Your instructions> Output every line of the data below as a JSON list of strings, one string per line, leaving out blank lines.

(Saved entries)
::::
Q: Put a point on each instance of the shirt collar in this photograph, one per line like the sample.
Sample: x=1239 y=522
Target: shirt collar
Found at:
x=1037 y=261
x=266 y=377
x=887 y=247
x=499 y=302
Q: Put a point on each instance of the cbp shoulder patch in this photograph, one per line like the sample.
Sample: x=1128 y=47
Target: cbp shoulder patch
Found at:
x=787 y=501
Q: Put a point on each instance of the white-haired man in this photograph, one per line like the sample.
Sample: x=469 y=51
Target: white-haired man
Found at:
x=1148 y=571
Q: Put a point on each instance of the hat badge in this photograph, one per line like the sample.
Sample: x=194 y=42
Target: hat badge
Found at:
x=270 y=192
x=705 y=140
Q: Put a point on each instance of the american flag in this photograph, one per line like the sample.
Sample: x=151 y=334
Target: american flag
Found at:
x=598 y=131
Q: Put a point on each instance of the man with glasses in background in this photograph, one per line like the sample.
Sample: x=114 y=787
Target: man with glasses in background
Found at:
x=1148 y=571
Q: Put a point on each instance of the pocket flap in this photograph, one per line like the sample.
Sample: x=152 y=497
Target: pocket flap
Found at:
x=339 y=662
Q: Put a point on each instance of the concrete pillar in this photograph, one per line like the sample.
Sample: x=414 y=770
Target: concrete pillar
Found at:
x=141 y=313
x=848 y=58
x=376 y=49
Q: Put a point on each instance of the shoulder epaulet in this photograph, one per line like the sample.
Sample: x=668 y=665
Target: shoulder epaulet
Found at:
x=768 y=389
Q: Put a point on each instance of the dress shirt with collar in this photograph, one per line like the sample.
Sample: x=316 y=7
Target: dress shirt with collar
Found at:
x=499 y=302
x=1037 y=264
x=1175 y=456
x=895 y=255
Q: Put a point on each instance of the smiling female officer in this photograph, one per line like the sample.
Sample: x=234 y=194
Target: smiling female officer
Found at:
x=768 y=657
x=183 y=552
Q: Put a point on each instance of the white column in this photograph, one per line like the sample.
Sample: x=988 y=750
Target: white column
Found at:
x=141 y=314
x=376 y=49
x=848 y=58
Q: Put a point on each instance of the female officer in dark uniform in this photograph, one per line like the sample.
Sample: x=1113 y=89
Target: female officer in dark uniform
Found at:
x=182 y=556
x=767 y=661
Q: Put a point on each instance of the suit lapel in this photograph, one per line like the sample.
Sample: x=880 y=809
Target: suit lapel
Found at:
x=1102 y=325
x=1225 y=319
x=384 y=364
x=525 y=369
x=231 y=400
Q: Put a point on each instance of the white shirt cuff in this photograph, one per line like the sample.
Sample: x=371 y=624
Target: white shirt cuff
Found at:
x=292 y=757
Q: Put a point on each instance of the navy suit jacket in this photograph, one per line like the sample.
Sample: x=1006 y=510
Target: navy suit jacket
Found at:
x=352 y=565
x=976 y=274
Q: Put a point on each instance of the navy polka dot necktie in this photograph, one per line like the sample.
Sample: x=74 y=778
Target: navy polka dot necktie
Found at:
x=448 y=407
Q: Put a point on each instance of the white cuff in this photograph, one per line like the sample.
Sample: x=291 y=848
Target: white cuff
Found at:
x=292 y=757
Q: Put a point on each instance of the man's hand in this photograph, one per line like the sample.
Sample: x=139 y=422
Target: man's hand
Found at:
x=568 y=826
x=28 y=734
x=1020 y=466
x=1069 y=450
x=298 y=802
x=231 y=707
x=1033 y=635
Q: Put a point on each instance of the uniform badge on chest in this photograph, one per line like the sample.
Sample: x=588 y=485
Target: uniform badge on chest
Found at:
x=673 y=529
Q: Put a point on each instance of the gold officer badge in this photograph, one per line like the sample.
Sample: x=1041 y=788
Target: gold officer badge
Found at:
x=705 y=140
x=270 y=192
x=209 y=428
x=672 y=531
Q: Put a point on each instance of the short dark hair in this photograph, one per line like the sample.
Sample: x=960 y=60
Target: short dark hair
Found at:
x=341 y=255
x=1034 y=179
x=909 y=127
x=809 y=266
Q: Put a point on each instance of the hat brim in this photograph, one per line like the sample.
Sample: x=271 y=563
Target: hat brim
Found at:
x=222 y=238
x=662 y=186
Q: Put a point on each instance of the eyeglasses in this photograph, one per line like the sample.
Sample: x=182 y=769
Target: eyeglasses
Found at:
::::
Answer to this exercise>
[
  "Q: Put a point on each instance of the shirt collar in this photograph, one per line like the sample.",
  "Sample: x=1239 y=522",
  "Target: shirt collar",
  "Found at:",
  "x=1037 y=261",
  "x=266 y=377",
  "x=887 y=247",
  "x=499 y=302",
  "Q: Put a point on each instance of the cbp shoulder patch in this photograph, one per line like the sample.",
  "Sample: x=1128 y=47",
  "Target: cbp shoulder patch",
  "Found at:",
  "x=787 y=501",
  "Q: Put a point on each instance of the white-haired man in this photograph, one per line like the sample.",
  "Sample: x=469 y=51",
  "Target: white-haired man",
  "Found at:",
  "x=1148 y=571",
  "Q: Put a point on each instance of the hat badge in this photograph, one per line like the sample.",
  "Sample: x=194 y=42",
  "Target: hat badge",
  "Found at:",
  "x=270 y=192",
  "x=705 y=140",
  "Q: Put a point on each instance of the american flag in this photograph, one per line like the sample.",
  "Sample: x=151 y=334",
  "Target: american flag",
  "Found at:",
  "x=598 y=131",
  "Q: Put a point on each instance of the man with glasses in background in this photograph, one per line like the sample.",
  "Sample: x=114 y=787",
  "Target: man with glasses in background",
  "Found at:",
  "x=1148 y=571",
  "Q: Put a point on each instance of the pocket flap in this photograph, one per line like the sample.",
  "Sample: x=152 y=497",
  "Target: pocket flap",
  "Found at:",
  "x=339 y=662",
  "Q: Put a point on each instance of the concrete pillar in this photograph, one per line like the sample.",
  "Sample: x=414 y=770",
  "Target: concrete pillar",
  "Found at:",
  "x=141 y=313",
  "x=848 y=58",
  "x=376 y=49",
  "Q: Put a point on each instance of the shoulder epaulet in this photograph, one per line like the sample.",
  "Sample: x=668 y=665",
  "Target: shoulder epaulet",
  "Found at:",
  "x=768 y=389",
  "Q: Put a point on each instance of the dress shirt with collar in this photograph, one per line like the sample.",
  "Sample: x=316 y=7",
  "Target: dress shirt with collar",
  "Found at:",
  "x=499 y=302",
  "x=1037 y=264",
  "x=1175 y=456",
  "x=895 y=255",
  "Q: Put a point on each instance of the smiling female officer in this photograph, one per line like the sample.",
  "Sample: x=234 y=194",
  "Target: smiling female officer",
  "Found at:",
  "x=768 y=657",
  "x=183 y=552",
  "Q: Put a point on each instance of the white column in this photograph, one per line like the sample.",
  "Sample: x=988 y=750",
  "Target: white column",
  "Found at:",
  "x=141 y=314",
  "x=376 y=49",
  "x=848 y=58",
  "Q: Put a point on each instance of the female officer in dark uniform in this photograph, one per line like the sample.",
  "Sample: x=1113 y=89",
  "Target: female officer in dark uniform",
  "Found at:",
  "x=182 y=556",
  "x=767 y=661",
  "Q: Put a point on each instance of the suit lapel in this photograph, one per line like the sample.",
  "Sample: x=880 y=809",
  "Target: suit lapel",
  "Found at:",
  "x=1102 y=325",
  "x=1225 y=319",
  "x=384 y=364",
  "x=525 y=369",
  "x=231 y=400",
  "Q: Put a point on each instance of the white shirt cuff in this photograph, one per line like the sample.",
  "Sample: x=371 y=624",
  "Target: white shirt cuff",
  "Found at:",
  "x=292 y=757",
  "Q: Put a point on each instance of the navy suit jacket in this photograph, one per line like the sample.",
  "Sample: x=1006 y=510",
  "Target: navy suit jacket",
  "Found at:",
  "x=352 y=565",
  "x=976 y=274",
  "Q: Put a point on each instance of the navy polka dot necktie in this photograph, one per line like the sample.",
  "Sample: x=74 y=778",
  "Target: navy polka dot necktie",
  "Found at:",
  "x=448 y=407",
  "Q: Put a point on each instance of the white cuff in this photograph, one per line like the sample.",
  "Sample: x=291 y=848",
  "Target: white cuff",
  "Found at:",
  "x=292 y=757",
  "Q: Put a point on each instance of the man's hand in this photograph, one per line like the sample.",
  "Sample: x=139 y=422",
  "Target: man's hand",
  "Found at:",
  "x=568 y=826",
  "x=28 y=734",
  "x=1020 y=466",
  "x=1069 y=450",
  "x=298 y=802",
  "x=231 y=707",
  "x=1033 y=635",
  "Q: Put a point on each instance of the uniform badge on chest in this photograph, one per line like the sample.",
  "Sample: x=588 y=485",
  "Target: uniform badge on chest",
  "Found at:",
  "x=673 y=529",
  "Q: Put a point on each instance of the gold officer badge in this photograph, one per line like the sample.",
  "Sample: x=1041 y=788",
  "Target: gold officer badge",
  "Found at:",
  "x=705 y=140",
  "x=270 y=192",
  "x=209 y=428",
  "x=672 y=531",
  "Q: Put a point on each instance of the short dark hair in this photograph, one per line like the sample.",
  "Sample: x=960 y=60",
  "Target: short dark hair",
  "Found at:",
  "x=341 y=255",
  "x=1034 y=179",
  "x=909 y=127",
  "x=809 y=266",
  "Q: Put a point on each instance of the hat brim in this photograph, one per line like the sample.",
  "Sample: x=271 y=563",
  "Target: hat brim",
  "Found at:",
  "x=222 y=238",
  "x=662 y=186",
  "Q: Put a point on each instance of the eyeglasses in this photograph, one per line like the sample.",
  "Sample: x=182 y=769",
  "Target: eyeglasses",
  "Found at:"
]